## YOUR TASK
Write out the whole of the material exactly.

┌─ AVAILABLE RECORDS

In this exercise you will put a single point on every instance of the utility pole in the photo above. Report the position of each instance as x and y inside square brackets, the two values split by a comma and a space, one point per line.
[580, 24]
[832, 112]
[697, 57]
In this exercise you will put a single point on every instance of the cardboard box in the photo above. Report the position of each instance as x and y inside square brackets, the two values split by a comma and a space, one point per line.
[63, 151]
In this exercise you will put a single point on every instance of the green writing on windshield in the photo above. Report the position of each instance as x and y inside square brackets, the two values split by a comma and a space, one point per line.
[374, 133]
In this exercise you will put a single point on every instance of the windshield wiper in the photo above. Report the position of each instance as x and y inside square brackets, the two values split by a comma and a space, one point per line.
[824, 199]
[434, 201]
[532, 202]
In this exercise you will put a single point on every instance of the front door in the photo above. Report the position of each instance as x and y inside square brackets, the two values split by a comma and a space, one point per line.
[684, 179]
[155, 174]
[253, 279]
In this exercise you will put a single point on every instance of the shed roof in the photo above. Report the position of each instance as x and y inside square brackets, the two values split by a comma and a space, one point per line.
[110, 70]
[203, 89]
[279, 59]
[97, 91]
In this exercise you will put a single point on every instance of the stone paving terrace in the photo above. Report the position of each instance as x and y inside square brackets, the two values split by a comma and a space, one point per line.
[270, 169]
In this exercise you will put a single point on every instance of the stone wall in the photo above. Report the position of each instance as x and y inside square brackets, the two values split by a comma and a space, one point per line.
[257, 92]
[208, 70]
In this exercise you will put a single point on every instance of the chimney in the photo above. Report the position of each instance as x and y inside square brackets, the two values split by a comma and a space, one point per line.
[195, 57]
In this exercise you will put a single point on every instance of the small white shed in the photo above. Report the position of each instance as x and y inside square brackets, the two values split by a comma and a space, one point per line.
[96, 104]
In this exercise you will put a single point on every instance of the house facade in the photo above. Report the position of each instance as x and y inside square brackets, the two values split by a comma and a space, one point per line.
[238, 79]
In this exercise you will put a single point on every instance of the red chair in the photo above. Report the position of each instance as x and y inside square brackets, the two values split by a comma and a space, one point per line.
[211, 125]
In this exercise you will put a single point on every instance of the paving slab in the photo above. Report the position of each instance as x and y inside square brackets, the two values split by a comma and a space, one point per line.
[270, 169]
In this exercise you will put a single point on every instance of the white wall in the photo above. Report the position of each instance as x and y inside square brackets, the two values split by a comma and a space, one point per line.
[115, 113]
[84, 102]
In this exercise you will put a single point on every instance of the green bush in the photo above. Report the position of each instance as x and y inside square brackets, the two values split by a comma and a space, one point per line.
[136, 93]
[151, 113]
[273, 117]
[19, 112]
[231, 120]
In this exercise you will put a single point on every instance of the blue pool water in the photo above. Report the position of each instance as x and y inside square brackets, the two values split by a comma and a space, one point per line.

└─

## FINAL RESULT
In this exercise you will put a single point on every instance of the utility pole in the photo above. Report the position of each instance as x and y inside square brackets, the two values split by a comma and a space, one point per line.
[580, 24]
[832, 112]
[697, 57]
In this exercise you will put a single point on every instance of the cardboard box in the photo above. Report the position of each instance as x and y inside square brackets, the two values split by a comma and a space, one point per line.
[63, 151]
In this exercise you will put a single point on every instance of the green writing on windshield in the photo above. Report the position of each instance as x and y inside square brackets, the two values split by a comma and a space, one point per line.
[374, 133]
In this exercise you will put a single point on every instance of the windshield wiper in the photo above. Report the position of each instance as x and y inside square brackets, the two values split by a comma and a space, one point per line.
[824, 199]
[434, 201]
[532, 202]
In this exercise you will put a single point on every instance of the front door in the photo above. Report the position of each instance as x and y inside square brackets, the two values split by a comma and a space, one point per line.
[684, 179]
[155, 174]
[253, 279]
In this exercise you will put a single point on every instance of the shed roof in the photo above. Report the position of each instance as x and y inside square brackets, the two values split by a comma and a space, one point per line.
[110, 70]
[203, 89]
[279, 59]
[97, 91]
In this exercise you will put a single point on every instance of the stone paving terrace in the photo above. Report the position of each instance as x and y inside square brackets, the two values split by a comma and a space, one point per line.
[270, 169]
In this exercise you will put a single point on every instance of the stone wall in the photo above. Report the position of each instance as x and y inside square brackets, the two values split by a comma and a space, one point per line.
[257, 92]
[208, 70]
In this exercise you will put a single point on every instance of the chimney in the photo above. Report the position of each instance as x and y inside square brackets, the two values split by a comma and a space, one point per line.
[195, 57]
In this exercise you will put a single point on every instance of the small white shed in the photo above. Report the position of each instance as x and y inside square brackets, the two values split by a comma and a space, one point per line.
[96, 104]
In this exercise you will put a single point on every instance of the house facade in the photo above. Report the position of each instance as x and y inside square brackets, the two values split by a comma and a space, one point per line.
[238, 79]
In this exercise you will put a single point on every instance of the red chair in the photo above. Report the position of each instance as x and y inside square brackets, the two values split by a comma and a space, one point per line.
[211, 125]
In this exercise you will put a single point on every instance of the paving slab in the photo above. Report the position of each instance as x and y inside square brackets, the two values split by a comma and a space, one point per line.
[270, 169]
In this exercise you will put a single point on every instance of the white wall in the photo above. Report the position of each instance as x and y inside square brackets, the two values split by a comma and a space, one point per line.
[115, 113]
[84, 102]
In this exercise you will put a single point on every instance of the green bush in the photo above. Report the position of each instance as x and y inside square brackets, the two values split by a comma and a space, one point per line.
[136, 93]
[151, 113]
[273, 117]
[19, 112]
[231, 120]
In this exercise you will put a single point on every instance of the blue pool water in the photo above. Report the position of each instance as x and y inside square brackets, the two values split by a comma and a space, one point per line.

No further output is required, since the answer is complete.